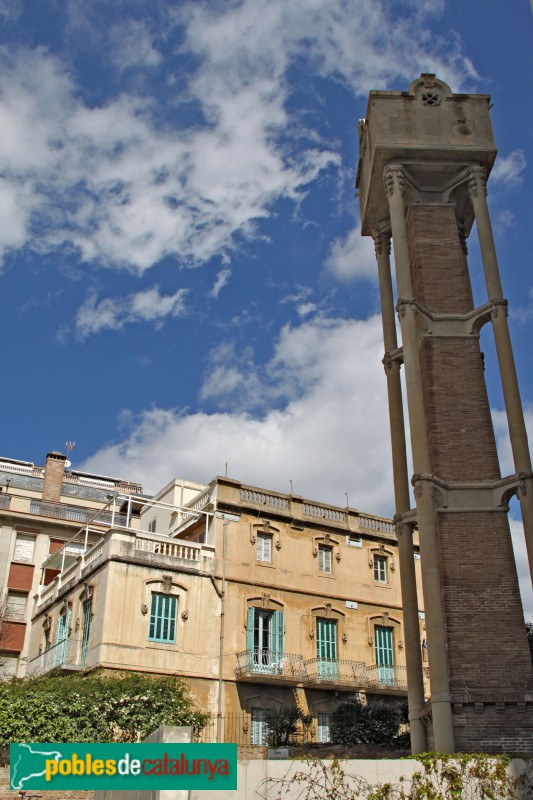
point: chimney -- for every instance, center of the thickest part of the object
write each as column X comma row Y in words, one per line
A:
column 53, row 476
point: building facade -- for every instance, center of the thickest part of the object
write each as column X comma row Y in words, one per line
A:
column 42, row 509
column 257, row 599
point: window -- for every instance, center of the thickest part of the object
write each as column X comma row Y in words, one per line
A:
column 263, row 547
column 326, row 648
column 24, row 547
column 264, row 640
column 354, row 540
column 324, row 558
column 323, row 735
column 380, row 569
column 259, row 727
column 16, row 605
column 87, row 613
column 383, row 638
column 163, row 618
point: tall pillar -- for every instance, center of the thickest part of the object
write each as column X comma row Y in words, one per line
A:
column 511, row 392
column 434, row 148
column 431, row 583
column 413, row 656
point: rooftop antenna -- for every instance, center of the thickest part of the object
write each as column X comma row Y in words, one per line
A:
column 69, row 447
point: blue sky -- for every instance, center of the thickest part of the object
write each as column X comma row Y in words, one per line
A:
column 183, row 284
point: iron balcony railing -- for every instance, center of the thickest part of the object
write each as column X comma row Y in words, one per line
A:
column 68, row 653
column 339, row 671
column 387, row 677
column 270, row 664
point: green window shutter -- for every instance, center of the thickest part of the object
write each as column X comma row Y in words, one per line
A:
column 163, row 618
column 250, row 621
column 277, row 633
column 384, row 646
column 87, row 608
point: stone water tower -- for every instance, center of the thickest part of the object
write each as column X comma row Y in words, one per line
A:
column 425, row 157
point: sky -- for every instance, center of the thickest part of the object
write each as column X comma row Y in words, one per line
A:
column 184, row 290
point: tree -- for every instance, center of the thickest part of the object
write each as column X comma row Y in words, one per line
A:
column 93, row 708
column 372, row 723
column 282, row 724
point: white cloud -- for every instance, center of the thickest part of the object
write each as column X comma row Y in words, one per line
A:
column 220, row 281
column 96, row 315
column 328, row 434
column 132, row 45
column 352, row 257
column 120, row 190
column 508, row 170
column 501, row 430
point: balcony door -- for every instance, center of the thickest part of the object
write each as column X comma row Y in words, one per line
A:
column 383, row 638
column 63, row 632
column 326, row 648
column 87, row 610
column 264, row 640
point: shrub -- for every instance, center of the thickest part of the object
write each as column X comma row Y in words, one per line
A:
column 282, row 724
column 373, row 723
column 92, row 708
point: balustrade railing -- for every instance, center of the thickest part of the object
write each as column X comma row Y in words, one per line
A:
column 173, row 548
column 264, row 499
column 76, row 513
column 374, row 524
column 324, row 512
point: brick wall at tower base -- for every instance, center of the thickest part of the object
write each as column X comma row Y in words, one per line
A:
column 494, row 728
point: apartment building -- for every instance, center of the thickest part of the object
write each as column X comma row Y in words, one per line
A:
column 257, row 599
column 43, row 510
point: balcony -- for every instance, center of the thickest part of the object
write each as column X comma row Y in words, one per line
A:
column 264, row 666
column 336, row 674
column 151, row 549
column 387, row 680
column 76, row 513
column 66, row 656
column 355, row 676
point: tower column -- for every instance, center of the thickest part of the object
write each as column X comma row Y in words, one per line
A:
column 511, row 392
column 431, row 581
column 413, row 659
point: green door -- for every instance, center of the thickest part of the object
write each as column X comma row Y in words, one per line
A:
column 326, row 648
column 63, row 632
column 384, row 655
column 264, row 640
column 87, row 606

____________

→ **Exercise aim**:
Quote all the records verbatim, dropping any pictures from your copy.

→ **Written answer**:
point: chimney -- for every instance, center of the thickest part of the object
write each as column X comma row Y in words, one per line
A:
column 53, row 476
point: building facade -- for every instance, center of the thickest part of the object
write each as column X comma row Y in words, one per line
A:
column 42, row 509
column 257, row 599
point: window -- for every instance, center of the thickest part of the object
write each as column X comma row Y in words, one per line
A:
column 263, row 547
column 326, row 648
column 24, row 547
column 264, row 640
column 354, row 540
column 324, row 558
column 323, row 735
column 380, row 569
column 259, row 727
column 16, row 605
column 87, row 613
column 383, row 638
column 163, row 618
point: tall pillar -- for every instance, center of the thickest part of the object
write each as column X comma row Y in words, one per line
A:
column 511, row 392
column 434, row 148
column 431, row 583
column 413, row 656
point: rooftop antenna -- for every instance, center of the thickest part of the object
write each as column X comma row Y in words, one per line
A:
column 69, row 447
point: blue sky -- for every instance, center of the thickest part of the object
write each as column X comma row Y in words, one per line
A:
column 183, row 284
point: iron balcony railing -- for every instance, center of the thickest part of the object
write each as column X comma row Y in words, one per line
A:
column 68, row 653
column 339, row 671
column 387, row 677
column 270, row 664
point: green window shutter -- for every instance, center of the thickest part of the object
write each as column X comma row Y in words, one per line
A:
column 163, row 618
column 250, row 621
column 277, row 633
column 384, row 646
column 87, row 608
point: stone water tower -- for every instance, center of the thickest part of the object
write each as column X comma row Y in words, one per line
A:
column 425, row 157
point: sky -- for every instance, center of the thickest part of the object
write each as column X comma row Y in words, one per line
A:
column 184, row 290
point: tree -- for every instance, center of the thickest part of the object
write each as column X comma row Y in words, one per line
A:
column 93, row 708
column 372, row 723
column 282, row 724
point: white cloud -- for every instance, center of the thickest part of the object
write each as column X comma row Y in words, one per line
A:
column 220, row 281
column 96, row 315
column 328, row 434
column 132, row 45
column 352, row 257
column 120, row 190
column 508, row 170
column 501, row 430
point: balcony door -- for every instance, center of the thickest part of the object
write each as column X comma row Y in words, one per line
A:
column 383, row 638
column 63, row 632
column 326, row 648
column 87, row 610
column 264, row 640
point: shrub -- for every instance, center of the thickest part of the object
write each as column X comma row Y in words, one per line
A:
column 282, row 724
column 373, row 723
column 92, row 708
point: balustrade railing -- for every instance, center of the thickest part of the object
write each as column X comma row Y in words, one per line
A:
column 173, row 548
column 264, row 499
column 76, row 513
column 374, row 524
column 324, row 512
point: brick wall at tower base -- for every instance, center of the thickest part of the object
write each as column X comma row Y in words, one per line
A:
column 494, row 728
point: apartment building -- for every instance, center of the thickest part of the object
write each as column X comma row Y in words, one per line
A:
column 257, row 599
column 43, row 510
point: balcony -- for every instance, center of the thickest part of the object
write each as column X comma row Y in words, one per line
A:
column 264, row 666
column 336, row 674
column 151, row 549
column 387, row 680
column 76, row 513
column 66, row 656
column 355, row 676
point: tower column -- for every instance, center of the thickest part of the object
write each as column X comma row Y in words, one per line
A:
column 511, row 392
column 431, row 581
column 413, row 659
point: green door -- for every instance, center of the thickest part of the object
write each as column X comma row Y in words, one per line
A:
column 326, row 648
column 63, row 632
column 384, row 655
column 264, row 640
column 87, row 606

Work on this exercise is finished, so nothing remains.